In the records below, take the lines from the line with "Note: spot the orange" up to and including the line with "<point>842,443</point>". Arrange them as a Markdown table with the columns Row and Line, numbering each row and skipping blank lines.

Records to process:
____

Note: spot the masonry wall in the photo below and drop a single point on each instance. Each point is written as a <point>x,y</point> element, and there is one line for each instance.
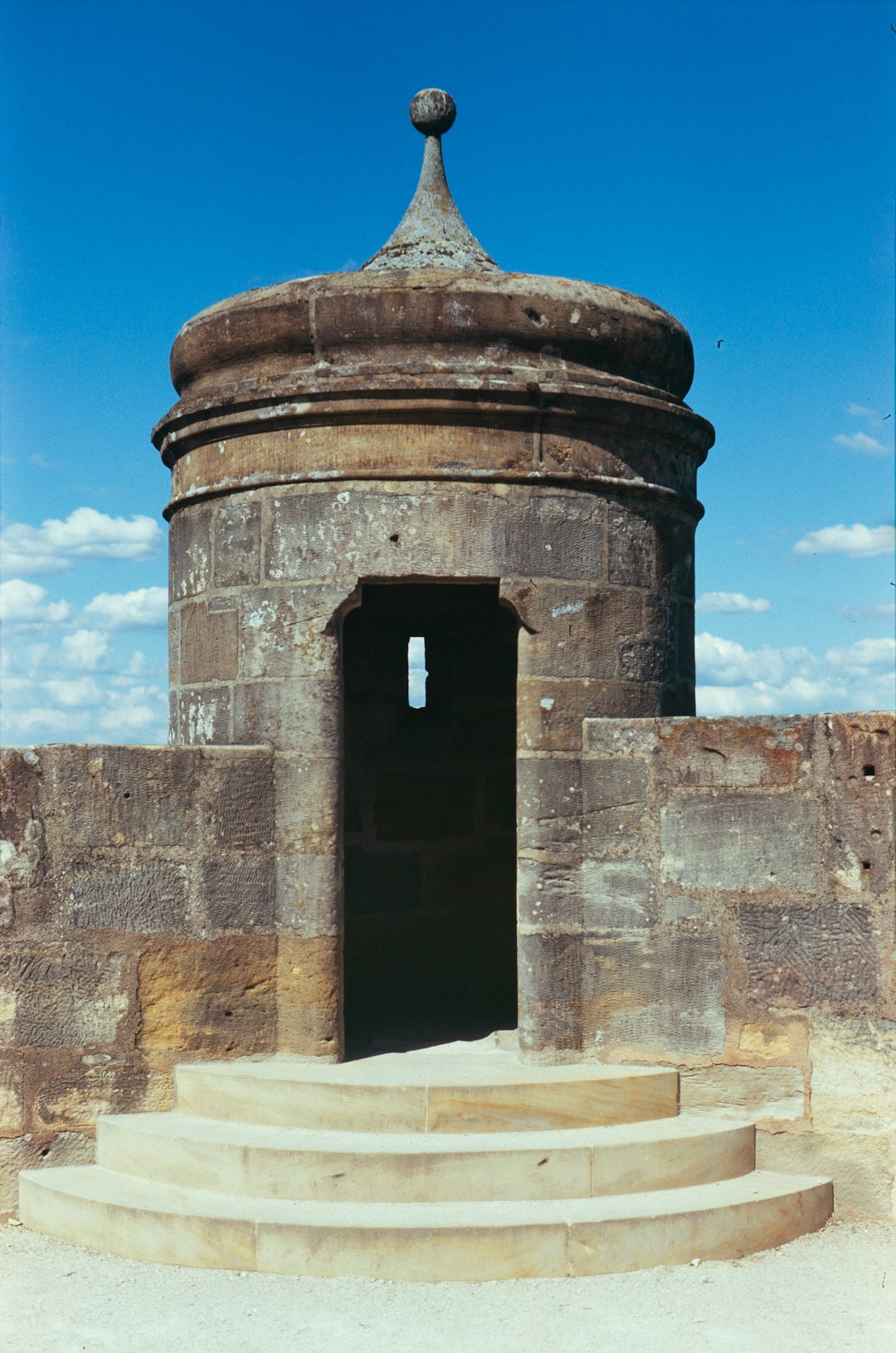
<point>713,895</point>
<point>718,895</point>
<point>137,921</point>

____

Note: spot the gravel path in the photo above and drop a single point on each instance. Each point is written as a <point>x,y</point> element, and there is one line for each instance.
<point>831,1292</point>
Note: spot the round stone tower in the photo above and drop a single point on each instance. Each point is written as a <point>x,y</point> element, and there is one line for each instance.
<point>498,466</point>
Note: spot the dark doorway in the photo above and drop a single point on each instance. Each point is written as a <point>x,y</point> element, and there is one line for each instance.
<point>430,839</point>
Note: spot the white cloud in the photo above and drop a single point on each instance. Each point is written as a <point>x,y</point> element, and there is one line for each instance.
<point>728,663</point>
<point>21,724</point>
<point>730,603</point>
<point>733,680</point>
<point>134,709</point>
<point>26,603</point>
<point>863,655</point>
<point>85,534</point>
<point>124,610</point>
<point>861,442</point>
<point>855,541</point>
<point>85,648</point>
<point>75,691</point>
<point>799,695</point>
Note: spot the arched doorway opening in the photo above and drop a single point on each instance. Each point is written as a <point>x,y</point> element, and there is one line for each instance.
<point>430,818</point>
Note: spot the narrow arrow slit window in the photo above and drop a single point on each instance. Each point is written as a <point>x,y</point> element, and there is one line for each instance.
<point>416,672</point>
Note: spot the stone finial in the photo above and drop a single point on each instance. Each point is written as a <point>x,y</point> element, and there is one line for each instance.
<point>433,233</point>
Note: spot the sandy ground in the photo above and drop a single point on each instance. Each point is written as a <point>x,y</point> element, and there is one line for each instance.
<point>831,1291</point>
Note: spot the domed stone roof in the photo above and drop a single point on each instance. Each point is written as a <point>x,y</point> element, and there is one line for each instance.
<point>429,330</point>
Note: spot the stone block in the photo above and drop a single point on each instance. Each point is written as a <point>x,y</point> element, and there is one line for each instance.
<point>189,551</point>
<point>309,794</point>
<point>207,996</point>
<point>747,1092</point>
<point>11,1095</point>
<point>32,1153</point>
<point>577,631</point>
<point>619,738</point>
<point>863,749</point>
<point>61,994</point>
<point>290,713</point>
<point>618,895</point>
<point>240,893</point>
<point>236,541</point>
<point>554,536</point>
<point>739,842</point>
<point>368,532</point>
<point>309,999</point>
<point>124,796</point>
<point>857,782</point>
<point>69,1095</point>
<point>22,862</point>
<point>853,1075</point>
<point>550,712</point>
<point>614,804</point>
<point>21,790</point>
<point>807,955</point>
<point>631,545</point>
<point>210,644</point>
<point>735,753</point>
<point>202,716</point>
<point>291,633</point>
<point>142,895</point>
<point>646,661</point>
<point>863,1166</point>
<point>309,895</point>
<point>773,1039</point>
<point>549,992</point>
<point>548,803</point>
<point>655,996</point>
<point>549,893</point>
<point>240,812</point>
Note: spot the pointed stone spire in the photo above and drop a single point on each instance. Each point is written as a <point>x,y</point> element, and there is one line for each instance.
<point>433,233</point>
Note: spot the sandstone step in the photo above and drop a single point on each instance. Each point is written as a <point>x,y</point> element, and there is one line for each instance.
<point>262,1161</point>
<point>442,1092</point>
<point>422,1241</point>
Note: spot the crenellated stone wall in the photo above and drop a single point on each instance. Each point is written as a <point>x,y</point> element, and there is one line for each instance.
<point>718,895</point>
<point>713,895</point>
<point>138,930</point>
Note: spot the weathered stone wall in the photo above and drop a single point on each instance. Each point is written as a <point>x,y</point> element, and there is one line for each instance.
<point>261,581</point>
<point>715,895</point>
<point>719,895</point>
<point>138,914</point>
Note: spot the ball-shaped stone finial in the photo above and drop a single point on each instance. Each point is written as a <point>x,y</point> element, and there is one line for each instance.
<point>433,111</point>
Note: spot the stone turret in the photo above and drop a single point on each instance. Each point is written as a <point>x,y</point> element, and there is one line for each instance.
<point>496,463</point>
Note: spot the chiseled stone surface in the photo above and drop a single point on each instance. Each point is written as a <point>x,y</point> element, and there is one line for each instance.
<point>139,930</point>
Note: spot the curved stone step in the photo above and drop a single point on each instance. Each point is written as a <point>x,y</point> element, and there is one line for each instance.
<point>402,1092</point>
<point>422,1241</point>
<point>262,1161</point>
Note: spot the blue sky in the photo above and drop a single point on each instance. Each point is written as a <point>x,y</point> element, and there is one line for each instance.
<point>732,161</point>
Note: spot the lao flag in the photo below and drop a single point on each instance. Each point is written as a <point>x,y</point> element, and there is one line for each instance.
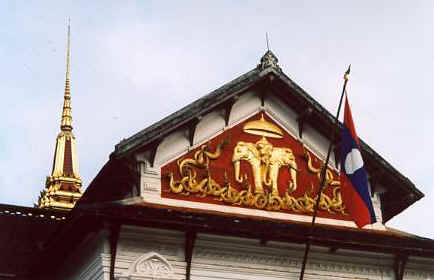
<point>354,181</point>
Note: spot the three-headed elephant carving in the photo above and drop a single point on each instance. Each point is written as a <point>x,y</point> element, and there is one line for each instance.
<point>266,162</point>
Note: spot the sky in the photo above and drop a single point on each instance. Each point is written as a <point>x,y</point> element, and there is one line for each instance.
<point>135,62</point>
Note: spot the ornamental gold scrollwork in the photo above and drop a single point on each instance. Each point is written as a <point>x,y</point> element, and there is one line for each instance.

____

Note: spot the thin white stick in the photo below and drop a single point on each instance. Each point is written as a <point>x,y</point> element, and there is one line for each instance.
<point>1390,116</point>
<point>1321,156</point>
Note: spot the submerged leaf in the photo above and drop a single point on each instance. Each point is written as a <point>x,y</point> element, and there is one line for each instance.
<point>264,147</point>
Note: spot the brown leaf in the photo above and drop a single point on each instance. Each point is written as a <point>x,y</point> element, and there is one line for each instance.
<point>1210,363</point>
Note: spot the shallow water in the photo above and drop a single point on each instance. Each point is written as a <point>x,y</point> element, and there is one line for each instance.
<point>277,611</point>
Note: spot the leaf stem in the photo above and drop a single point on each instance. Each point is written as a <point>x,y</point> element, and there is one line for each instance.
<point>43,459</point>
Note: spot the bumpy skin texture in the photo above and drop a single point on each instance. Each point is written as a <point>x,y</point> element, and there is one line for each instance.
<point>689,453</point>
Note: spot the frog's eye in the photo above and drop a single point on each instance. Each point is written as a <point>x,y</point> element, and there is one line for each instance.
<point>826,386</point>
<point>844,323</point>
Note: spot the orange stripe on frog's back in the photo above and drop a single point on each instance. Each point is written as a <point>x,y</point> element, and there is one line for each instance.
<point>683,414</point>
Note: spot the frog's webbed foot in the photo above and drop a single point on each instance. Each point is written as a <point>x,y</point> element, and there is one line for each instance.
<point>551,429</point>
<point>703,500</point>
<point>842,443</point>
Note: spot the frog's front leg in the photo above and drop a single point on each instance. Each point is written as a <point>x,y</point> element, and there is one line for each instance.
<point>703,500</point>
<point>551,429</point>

____

The result:
| Row | Line |
|---|---|
| 1 | Note: spot the orange stripe on frog's back in the photo above and drop a single point on each instance. Each point is written as a <point>x,y</point> element, and there is one line for each instance. |
| 2 | <point>683,414</point> |
| 3 | Note: spot the frog's webbed foot in the photo above and drop a single point on each instance. Each point is written as a <point>x,y</point> element, and there is one line for each instance. |
| 4 | <point>551,429</point> |
| 5 | <point>703,500</point> |
| 6 | <point>842,443</point> |